> _Directions for this task_: Please copy each of the lines below character for character.

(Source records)
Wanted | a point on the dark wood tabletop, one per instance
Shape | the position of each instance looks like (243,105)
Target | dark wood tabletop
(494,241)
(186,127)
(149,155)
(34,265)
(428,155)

> _Solution to this task_:
Wanted | a point on the dark wood tabletop, one per instance
Shape | the position of each instance looks like (243,105)
Target | dark wood tabletop
(494,241)
(186,127)
(149,155)
(34,265)
(428,155)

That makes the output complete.